• PROMPT:
Extract every line of the data below that contains the word "green", copying each one in full.

• DATA TO PROCESS:
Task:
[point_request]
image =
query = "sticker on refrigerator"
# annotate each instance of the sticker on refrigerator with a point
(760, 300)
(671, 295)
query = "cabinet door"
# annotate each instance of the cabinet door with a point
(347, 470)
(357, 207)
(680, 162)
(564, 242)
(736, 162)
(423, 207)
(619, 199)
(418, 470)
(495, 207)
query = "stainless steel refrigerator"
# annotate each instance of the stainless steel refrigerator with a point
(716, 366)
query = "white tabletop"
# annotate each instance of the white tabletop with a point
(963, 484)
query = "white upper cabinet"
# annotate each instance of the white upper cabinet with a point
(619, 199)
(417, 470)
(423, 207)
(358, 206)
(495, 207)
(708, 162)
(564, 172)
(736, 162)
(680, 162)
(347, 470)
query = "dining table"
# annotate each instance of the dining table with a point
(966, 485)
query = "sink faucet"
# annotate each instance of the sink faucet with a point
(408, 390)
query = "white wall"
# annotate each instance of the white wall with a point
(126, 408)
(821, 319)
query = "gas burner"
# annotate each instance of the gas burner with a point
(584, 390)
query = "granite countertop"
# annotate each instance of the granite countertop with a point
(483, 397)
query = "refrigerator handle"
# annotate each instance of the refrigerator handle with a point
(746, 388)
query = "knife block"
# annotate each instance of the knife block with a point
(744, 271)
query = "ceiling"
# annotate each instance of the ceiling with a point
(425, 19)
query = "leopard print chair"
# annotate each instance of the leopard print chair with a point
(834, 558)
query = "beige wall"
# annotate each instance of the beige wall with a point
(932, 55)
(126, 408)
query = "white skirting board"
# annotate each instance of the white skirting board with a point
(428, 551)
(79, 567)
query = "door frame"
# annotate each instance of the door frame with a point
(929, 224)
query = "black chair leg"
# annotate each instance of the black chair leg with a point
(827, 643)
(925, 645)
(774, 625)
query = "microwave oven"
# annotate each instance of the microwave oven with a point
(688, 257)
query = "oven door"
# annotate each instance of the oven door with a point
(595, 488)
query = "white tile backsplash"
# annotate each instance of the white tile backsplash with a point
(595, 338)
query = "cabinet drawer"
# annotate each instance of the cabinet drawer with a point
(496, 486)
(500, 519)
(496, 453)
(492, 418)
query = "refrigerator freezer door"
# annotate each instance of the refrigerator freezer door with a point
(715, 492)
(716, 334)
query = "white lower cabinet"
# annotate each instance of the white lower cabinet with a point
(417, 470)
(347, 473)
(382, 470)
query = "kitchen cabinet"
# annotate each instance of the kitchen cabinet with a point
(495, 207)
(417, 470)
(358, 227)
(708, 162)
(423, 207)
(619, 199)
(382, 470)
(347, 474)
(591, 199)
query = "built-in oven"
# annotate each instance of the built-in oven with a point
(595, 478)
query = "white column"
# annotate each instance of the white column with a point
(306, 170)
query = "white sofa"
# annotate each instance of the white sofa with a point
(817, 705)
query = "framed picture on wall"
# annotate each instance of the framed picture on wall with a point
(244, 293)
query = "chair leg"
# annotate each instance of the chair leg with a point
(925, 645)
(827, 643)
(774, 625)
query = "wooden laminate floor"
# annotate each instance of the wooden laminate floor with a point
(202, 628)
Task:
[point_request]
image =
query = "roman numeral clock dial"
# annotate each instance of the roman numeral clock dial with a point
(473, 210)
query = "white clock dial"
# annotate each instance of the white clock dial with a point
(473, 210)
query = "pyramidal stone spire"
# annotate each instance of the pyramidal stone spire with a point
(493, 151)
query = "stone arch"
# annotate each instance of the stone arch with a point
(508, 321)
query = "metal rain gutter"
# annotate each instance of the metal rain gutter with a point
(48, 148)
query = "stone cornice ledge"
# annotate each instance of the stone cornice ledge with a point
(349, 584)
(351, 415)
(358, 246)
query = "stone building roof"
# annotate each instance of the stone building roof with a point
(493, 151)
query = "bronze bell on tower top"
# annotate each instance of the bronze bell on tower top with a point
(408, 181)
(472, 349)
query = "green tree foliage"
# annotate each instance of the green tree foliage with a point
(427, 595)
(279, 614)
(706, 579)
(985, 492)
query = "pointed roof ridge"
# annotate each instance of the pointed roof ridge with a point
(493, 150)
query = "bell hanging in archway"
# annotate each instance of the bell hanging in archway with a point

• TASK OUTPUT:
query = "green tree foliage"
# annotate each instance of the green tree foliage with a point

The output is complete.